*WHAT IS REQUIRED*.
Write out all entries word for word.

-- BEGIN DATASET --

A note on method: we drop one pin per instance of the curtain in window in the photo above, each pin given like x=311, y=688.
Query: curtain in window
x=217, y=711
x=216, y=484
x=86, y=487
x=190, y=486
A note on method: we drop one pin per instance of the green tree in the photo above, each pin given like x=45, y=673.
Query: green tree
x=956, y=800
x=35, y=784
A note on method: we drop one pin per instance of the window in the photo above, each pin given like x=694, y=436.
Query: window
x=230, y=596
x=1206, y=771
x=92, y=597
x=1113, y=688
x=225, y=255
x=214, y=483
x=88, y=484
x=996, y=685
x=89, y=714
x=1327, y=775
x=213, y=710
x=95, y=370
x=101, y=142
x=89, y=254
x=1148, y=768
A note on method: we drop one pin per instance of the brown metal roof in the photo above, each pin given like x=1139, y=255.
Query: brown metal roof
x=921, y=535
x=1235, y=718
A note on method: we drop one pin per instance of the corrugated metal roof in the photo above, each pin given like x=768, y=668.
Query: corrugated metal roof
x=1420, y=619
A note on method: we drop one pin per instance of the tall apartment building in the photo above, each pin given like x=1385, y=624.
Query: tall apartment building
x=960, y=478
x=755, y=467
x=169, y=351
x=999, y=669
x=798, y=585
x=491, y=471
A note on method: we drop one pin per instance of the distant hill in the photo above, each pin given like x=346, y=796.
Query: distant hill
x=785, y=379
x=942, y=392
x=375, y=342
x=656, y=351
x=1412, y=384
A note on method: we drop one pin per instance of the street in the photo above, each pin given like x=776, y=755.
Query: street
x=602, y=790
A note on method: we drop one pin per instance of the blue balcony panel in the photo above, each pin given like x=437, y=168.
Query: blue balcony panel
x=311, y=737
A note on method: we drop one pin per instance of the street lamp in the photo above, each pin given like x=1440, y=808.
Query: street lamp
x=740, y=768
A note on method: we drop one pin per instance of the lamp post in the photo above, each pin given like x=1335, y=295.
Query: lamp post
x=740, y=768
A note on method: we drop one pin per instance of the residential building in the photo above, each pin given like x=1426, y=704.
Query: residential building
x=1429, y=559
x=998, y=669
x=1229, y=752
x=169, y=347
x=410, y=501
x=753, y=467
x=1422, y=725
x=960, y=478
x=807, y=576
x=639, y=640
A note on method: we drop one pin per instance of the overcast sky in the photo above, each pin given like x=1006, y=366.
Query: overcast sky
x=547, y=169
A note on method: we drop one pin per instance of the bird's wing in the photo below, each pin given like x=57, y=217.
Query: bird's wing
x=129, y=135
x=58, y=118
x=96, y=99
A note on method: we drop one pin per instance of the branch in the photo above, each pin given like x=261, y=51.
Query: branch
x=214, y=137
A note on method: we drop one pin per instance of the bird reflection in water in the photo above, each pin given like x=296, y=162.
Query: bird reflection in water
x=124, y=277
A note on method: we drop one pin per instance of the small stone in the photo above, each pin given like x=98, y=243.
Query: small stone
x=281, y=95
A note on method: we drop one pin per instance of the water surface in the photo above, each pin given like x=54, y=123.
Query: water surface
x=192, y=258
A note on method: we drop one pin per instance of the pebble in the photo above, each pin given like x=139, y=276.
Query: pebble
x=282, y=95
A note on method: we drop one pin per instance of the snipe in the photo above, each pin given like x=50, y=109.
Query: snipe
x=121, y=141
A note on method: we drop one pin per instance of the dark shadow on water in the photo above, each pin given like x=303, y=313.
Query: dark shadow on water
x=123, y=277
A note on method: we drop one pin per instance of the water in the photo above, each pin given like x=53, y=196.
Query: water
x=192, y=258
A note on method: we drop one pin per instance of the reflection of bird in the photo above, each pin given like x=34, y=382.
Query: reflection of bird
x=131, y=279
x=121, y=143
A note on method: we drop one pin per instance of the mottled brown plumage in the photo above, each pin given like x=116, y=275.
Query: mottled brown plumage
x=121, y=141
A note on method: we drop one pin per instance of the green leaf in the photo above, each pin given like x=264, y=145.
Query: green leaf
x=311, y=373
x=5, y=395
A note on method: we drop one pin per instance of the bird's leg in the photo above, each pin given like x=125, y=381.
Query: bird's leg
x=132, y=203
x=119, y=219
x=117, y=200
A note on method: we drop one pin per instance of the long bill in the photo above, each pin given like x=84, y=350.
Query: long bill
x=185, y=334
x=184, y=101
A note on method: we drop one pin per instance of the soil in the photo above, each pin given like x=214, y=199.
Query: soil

-- END DATASET --

*ANSWER TO THIS TASK*.
A note on method: we drop one pin per instance of the curtain in window in the photo above, each pin given like x=311, y=688.
Query: curtain in window
x=217, y=711
x=216, y=484
x=86, y=487
x=190, y=486
A note on method: we drop one pin per instance of the green tree in the photo above, each pin given like x=45, y=673.
Query: green tree
x=956, y=800
x=35, y=784
A note on method: we drop one pin per instance of the window in the photo above, each pin given like x=694, y=436.
Query: window
x=230, y=596
x=1206, y=771
x=92, y=597
x=1113, y=688
x=225, y=255
x=214, y=483
x=88, y=484
x=996, y=685
x=89, y=714
x=1327, y=775
x=213, y=710
x=95, y=370
x=101, y=142
x=89, y=254
x=1148, y=768
A note on method: we drop one pin per instance of the brown metal roof in the photo above, each pin given like x=1139, y=255.
Query: brown metal roof
x=921, y=535
x=1235, y=718
A note on method: we drop one pin per instance of the corrugated metal roof in the photo above, each pin given like x=768, y=668.
Query: corrugated metal roof
x=1420, y=619
A note on method: we drop one pin per instance of the tall apartment building in the photo above, each pin given like x=1385, y=624.
Query: tall apartment building
x=960, y=478
x=755, y=467
x=169, y=351
x=999, y=669
x=798, y=585
x=491, y=471
A note on method: we drop one pin per instance of the distant hill in the photo above, each pin given like x=346, y=796.
Query: distant hill
x=785, y=379
x=942, y=392
x=375, y=342
x=656, y=351
x=1412, y=384
A note on method: we drop one pin per instance of the street in the photo above, each pin given like x=776, y=755.
Query: street
x=602, y=790
A note on method: we drop one pin per instance of the blue balcony panel in the photo above, each pin given like x=437, y=168.
Query: blue balcony panel
x=311, y=737
A note on method: we drop one pin per instance of the street lamp in the photo above, each pin given like x=1440, y=808.
Query: street lamp
x=740, y=768
A note on method: we drop one pin per instance of the lamp post in the photo above, each pin given like x=1335, y=295.
Query: lamp post
x=740, y=768
A note on method: we drop one pin per instance of the residential building in the photo above, each pin given like x=1426, y=704.
Query: residential building
x=1429, y=559
x=998, y=669
x=1229, y=752
x=169, y=347
x=410, y=501
x=753, y=467
x=1422, y=725
x=960, y=478
x=807, y=576
x=639, y=640
A note on method: we drop one pin per instance of the overcast sky in the photo above, each pin given like x=1006, y=366.
Query: overcast sky
x=547, y=169
A note on method: we drop one pin per instance of the bird's wing in the photo below, each pin given like x=57, y=217.
Query: bird's wing
x=129, y=135
x=58, y=118
x=96, y=99
A note on method: we drop one pin per instance of the branch in the photo above, each pin given like x=261, y=51.
Query: branch
x=214, y=137
A note on method: we drop one pin per instance of the bird reflection in water in the photo above, each pin given like x=296, y=162.
Query: bird reflection in water
x=124, y=277
A note on method: we drop one pin per instance of the small stone in the photo above, each pin given like x=98, y=243.
Query: small stone
x=281, y=95
A note on method: we drop one pin per instance of the water surface in the photo above, each pin given like x=54, y=123.
Query: water surface
x=192, y=258
A note on method: we drop one pin per instance of the pebble in the photo above, each pin given like x=139, y=276.
Query: pebble
x=282, y=95
A note on method: we drop one pin per instance of the snipe in the photo above, each pin given like x=50, y=109.
Query: snipe
x=121, y=141
A note on method: we drop one pin per instance of the dark shadow on water in the photo above, each pin given like x=303, y=313.
Query: dark shadow on water
x=123, y=277
A note on method: we drop one pin per instance of the water in the photo above, each pin given like x=53, y=196.
Query: water
x=192, y=258
A note on method: we drop one pin per instance of the reflection of bird in the photo above, each pin given like x=34, y=382.
Query: reflection of bird
x=131, y=279
x=121, y=143
A note on method: we drop one pin per instance of the mottled brown plumage in the photo above, each pin given like x=116, y=275.
Query: mottled brown plumage
x=121, y=141
A note on method: we drop one pin per instance of the green leaf in the photo above, each pin given like x=264, y=145.
Query: green leaf
x=311, y=373
x=5, y=395
A note on method: we drop one pin per instance of the bird's leg in the photo above, each pin given like x=125, y=381.
Query: bird's leg
x=132, y=203
x=119, y=219
x=117, y=200
A note on method: we drop one pin per instance of the long bill in the photo above, each pin given like x=84, y=350.
Query: long bill
x=185, y=334
x=184, y=101
A note on method: we drop one pin per instance of the soil in the photo above, each pin given like x=214, y=199.
Query: soil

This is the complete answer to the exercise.